Count the lines in the data below that contain the string "seed", and reply with that number alone.

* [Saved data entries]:

►

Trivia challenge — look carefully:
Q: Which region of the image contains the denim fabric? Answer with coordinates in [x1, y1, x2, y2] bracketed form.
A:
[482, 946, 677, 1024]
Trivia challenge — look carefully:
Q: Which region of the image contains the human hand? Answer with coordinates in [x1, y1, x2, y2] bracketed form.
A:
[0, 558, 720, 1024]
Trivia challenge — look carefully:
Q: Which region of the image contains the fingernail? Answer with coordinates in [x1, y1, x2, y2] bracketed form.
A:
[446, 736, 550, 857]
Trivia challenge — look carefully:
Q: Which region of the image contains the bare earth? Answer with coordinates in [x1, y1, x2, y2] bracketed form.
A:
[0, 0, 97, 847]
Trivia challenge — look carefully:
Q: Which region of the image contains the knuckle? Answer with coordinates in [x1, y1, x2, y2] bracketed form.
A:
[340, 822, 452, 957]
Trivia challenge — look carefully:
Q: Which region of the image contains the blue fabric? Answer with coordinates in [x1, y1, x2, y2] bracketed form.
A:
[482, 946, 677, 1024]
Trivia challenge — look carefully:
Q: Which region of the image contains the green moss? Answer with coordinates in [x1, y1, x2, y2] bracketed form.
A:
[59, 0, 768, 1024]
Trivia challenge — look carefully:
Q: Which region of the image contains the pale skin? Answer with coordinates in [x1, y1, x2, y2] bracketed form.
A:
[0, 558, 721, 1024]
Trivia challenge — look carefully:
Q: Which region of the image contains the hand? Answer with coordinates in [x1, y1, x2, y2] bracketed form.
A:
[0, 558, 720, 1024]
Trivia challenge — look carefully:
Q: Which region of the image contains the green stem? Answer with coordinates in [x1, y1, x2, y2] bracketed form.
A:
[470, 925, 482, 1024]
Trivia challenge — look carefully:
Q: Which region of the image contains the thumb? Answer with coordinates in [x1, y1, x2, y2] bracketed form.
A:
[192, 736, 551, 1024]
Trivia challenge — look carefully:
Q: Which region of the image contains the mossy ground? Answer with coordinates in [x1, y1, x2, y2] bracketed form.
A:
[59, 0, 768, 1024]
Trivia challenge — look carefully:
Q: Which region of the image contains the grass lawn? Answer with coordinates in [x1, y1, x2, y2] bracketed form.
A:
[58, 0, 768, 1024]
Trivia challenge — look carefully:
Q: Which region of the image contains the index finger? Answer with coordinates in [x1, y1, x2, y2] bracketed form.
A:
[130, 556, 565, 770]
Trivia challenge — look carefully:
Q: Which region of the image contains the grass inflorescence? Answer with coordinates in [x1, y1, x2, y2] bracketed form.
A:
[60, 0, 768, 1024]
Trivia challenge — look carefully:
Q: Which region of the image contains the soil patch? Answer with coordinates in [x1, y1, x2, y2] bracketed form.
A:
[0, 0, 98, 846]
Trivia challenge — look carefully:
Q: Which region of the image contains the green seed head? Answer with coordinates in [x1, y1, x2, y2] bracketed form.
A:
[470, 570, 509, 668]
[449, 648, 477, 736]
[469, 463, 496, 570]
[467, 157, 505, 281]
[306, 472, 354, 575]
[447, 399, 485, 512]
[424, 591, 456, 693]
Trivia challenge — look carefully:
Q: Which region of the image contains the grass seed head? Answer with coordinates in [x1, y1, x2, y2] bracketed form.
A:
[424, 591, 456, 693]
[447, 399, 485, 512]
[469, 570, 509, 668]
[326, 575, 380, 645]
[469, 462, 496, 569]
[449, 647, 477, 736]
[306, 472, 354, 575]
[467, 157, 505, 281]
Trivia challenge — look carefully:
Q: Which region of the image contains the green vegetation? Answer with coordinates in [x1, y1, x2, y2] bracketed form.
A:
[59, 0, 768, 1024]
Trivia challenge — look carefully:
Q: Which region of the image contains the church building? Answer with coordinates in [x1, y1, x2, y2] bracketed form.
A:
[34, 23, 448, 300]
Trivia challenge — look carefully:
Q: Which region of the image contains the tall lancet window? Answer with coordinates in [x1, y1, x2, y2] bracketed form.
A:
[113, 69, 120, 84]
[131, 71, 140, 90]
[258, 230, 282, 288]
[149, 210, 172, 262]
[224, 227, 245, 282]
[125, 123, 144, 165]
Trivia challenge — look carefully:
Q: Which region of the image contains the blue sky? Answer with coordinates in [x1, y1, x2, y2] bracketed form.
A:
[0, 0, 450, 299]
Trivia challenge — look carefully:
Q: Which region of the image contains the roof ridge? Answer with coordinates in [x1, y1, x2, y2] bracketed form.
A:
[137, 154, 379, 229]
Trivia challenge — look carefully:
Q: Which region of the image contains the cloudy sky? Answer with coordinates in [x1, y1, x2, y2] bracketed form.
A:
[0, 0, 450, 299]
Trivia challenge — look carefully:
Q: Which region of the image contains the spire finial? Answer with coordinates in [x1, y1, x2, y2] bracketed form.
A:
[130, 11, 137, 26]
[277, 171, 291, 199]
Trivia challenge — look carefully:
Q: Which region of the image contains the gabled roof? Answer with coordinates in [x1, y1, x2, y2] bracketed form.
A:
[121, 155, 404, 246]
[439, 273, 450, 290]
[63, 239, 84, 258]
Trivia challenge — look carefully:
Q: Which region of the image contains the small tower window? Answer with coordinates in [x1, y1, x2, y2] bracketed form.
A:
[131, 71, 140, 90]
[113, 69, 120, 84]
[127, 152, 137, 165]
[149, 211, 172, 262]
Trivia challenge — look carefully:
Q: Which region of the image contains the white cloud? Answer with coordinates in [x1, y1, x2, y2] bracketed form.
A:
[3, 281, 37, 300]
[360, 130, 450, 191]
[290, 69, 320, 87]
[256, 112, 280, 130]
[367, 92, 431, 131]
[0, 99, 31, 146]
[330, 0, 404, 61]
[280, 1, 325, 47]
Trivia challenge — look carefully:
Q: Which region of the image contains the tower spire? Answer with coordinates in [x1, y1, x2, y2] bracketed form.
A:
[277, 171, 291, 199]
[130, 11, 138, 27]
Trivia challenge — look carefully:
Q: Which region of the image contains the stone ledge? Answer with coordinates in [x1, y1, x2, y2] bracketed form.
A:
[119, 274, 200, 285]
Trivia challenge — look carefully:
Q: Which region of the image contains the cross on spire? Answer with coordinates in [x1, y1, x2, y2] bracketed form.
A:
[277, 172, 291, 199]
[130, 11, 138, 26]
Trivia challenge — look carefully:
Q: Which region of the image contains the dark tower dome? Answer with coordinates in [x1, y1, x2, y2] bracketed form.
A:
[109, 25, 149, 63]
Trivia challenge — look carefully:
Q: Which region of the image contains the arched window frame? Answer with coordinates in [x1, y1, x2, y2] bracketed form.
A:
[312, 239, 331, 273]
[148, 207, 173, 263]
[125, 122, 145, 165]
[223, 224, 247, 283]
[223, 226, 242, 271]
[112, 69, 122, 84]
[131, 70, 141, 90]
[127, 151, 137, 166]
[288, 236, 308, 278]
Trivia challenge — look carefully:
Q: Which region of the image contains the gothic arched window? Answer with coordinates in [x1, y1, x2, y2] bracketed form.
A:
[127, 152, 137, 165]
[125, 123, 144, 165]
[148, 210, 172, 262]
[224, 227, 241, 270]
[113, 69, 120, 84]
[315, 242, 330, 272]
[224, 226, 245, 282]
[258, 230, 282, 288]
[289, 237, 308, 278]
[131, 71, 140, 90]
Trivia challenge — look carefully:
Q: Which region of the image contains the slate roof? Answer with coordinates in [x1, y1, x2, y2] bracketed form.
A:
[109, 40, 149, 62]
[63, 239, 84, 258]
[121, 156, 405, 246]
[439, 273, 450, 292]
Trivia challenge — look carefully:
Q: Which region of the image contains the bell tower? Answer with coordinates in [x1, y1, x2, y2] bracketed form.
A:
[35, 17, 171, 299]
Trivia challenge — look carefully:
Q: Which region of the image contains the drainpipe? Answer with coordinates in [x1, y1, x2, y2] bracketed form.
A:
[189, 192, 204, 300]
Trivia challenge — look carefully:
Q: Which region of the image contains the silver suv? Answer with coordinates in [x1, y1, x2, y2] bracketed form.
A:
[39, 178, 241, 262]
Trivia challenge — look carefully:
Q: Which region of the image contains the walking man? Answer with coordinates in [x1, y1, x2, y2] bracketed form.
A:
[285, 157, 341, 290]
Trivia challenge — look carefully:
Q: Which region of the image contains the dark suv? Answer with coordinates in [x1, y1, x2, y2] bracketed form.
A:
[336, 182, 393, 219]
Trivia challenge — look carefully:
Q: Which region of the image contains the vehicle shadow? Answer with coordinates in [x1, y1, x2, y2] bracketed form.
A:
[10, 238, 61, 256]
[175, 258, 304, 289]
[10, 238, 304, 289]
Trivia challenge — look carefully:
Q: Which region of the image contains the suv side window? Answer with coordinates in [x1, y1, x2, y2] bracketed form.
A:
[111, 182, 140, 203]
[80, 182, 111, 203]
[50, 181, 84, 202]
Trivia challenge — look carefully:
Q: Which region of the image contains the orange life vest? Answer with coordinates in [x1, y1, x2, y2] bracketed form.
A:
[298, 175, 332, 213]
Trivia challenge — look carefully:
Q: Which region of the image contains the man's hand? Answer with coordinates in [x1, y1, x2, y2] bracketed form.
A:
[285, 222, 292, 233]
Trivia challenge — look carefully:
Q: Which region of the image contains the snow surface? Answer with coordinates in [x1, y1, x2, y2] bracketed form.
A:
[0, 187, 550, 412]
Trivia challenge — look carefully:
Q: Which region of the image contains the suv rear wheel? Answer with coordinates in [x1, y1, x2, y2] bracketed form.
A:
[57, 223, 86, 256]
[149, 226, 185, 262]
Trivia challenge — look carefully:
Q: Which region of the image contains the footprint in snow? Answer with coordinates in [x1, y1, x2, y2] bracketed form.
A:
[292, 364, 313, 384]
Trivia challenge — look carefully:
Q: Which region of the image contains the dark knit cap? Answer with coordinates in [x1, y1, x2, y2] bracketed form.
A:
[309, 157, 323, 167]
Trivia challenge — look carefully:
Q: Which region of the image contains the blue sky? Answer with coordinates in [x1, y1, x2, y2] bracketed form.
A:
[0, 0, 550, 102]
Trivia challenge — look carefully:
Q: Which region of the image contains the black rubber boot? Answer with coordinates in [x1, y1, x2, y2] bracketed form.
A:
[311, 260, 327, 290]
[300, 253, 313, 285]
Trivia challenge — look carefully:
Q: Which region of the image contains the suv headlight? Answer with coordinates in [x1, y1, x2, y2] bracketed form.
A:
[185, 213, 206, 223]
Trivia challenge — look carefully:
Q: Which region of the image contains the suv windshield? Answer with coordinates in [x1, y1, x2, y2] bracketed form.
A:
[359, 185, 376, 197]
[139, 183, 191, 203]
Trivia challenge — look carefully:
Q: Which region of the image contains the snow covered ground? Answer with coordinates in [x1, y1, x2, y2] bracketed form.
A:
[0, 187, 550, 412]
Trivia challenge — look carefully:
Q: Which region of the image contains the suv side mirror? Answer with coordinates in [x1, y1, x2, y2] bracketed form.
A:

◄

* [Written answer]: 2